REQUIREMENT 1: In the article on salt in dog food, what are the two main benefits of salt and the two reasons dog foods add extra salt?
REQUIREMENT 2: According to the article on salt in dog food, what is the minimum percentage of salt puppies require in their food?
REQUIREMENT 3: Output the passage of the article on salt in dog food starting at "There’s nothing wrong" and ending at "dietary recommendations off.".

DOCUMENT PASSAGE:
***
Can dogs have salt, and can you add salt to dog food? | Scratch

Salt in dog food

You know that feeling. Your nostrils get the first whiff of that delicious smell. Drool starts forming at the sides of the mouth. The popcorn pops just fast enough for you to press pause and snatch it out of the microwave. Tasty, but a little bland, you eye off the salt. After a few shakes, mmmm.

Dog food isn’t too dissimilar. Bland ingredients often get dosed with salt to make it more appealing, but what is the effect of salt on our dog’s organs?

A little background on salt in dog food

Salt has two main benefits:

  1. It is an essential nutrient that helps to balance electrolytes (fluid volume), also supporting nerve and muscle growth
  2. It acts as a preservative, helping to bind moisture in food

Most dog foods will add additional salt for a number of reasons

  1. Salt improves palatability so dogs are more likely to eat it
  2. It helps manufacturers make the food stable – particularly moist treats and chilled food

Most recipes have salt, so how much salt is too much?

There’s nothing wrong with salt, however excess salt or high salt intake in a short amount of time can present health risks.

Puppies with dog food box

Puppies require at least 0.45% salt in their food, but this reduces to just 0.12% minimum as they reach full age. There is actually no upper limit suggested by AAFCO – the association for which most Australian pet food bases their dietary recommendations off.

Be careful with salty treats

Most commercial dry dog food will have healthy levels of salt for all life stages, but some might not have enough for growing puppies. Treats are where you really need to watch out.

Semi-moist and flexible treats are the riskiest, as manufacturers can include plenty of sugar and salt to increase yield.
***
Rows excerpted from a collection:

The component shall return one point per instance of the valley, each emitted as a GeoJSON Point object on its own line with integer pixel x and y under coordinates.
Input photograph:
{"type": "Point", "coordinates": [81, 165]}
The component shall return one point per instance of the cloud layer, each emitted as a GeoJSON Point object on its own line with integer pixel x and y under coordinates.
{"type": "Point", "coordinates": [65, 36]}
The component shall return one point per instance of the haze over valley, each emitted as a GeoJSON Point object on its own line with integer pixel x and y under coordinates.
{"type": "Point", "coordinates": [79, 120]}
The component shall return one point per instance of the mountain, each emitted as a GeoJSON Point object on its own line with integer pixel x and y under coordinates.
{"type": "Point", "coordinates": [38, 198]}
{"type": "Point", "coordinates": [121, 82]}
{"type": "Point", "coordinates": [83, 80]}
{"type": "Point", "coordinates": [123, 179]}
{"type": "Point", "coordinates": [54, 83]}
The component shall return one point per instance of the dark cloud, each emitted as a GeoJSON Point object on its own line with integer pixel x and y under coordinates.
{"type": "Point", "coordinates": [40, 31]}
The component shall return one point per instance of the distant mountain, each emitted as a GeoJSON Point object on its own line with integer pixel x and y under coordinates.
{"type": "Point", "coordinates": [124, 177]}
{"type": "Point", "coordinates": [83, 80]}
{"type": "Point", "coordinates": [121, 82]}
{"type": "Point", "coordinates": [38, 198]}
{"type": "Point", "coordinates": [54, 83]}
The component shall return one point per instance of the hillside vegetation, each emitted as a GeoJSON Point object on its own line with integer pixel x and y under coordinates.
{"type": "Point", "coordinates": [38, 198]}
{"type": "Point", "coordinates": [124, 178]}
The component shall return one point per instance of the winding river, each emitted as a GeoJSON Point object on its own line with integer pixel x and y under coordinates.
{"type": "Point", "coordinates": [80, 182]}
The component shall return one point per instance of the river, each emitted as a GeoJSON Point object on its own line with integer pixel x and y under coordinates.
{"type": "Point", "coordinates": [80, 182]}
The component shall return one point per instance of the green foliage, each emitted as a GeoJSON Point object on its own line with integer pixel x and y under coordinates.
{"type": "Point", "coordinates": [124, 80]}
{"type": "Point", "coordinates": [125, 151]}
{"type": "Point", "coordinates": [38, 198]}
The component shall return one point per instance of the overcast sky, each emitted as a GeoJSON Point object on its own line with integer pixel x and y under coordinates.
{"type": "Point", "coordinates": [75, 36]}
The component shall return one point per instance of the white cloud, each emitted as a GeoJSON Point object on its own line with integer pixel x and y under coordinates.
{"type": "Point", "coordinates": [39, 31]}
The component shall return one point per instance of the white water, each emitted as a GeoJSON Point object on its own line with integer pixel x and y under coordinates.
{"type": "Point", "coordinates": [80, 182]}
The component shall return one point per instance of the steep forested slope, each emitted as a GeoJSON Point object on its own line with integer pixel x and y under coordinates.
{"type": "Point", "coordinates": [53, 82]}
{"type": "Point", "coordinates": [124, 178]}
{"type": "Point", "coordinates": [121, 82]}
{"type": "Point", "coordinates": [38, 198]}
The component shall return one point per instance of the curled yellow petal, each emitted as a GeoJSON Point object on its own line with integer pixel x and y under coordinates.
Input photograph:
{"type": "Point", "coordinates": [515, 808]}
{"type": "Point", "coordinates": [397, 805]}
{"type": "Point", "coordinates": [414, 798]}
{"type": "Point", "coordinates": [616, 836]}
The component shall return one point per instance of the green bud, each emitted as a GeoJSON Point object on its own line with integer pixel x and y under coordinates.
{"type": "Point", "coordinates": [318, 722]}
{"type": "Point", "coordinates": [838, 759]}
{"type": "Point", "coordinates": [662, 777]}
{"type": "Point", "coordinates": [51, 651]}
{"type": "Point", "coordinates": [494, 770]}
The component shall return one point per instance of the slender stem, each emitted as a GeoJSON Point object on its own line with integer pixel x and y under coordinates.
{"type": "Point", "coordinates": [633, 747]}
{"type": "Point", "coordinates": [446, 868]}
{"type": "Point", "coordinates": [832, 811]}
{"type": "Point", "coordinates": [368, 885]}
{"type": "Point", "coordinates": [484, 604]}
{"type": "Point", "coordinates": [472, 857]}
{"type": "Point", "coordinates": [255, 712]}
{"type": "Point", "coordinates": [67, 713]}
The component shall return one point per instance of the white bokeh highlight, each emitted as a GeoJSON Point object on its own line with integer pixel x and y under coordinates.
***
TASK RESULT 1:
Benefits of salt:
- It is an essential nutrient that helps balance electrolytes (fluid volume) and supports nerve and muscle growth.
- It acts as a preservative, helping to bind moisture in food.

Reasons dog foods add extra salt:
- Salt improves palatability, so dogs are more likely to eat the food.
- It helps manufacturers make the food stable, particularly moist treats and chilled food.

TASK RESULT 2: At least 0.45%.

TASK RESULT 3:
There’s nothing wrong with salt, however excess salt or high salt intake in a short amount of time can present health risks.

Puppies with dog food box

Puppies require at least 0.45% salt in their food, but this reduces to just 0.12% minimum as they reach full age. There is actually no upper limit suggested by AAFCO – the association for which most Australian pet food bases their dietary recommendations off.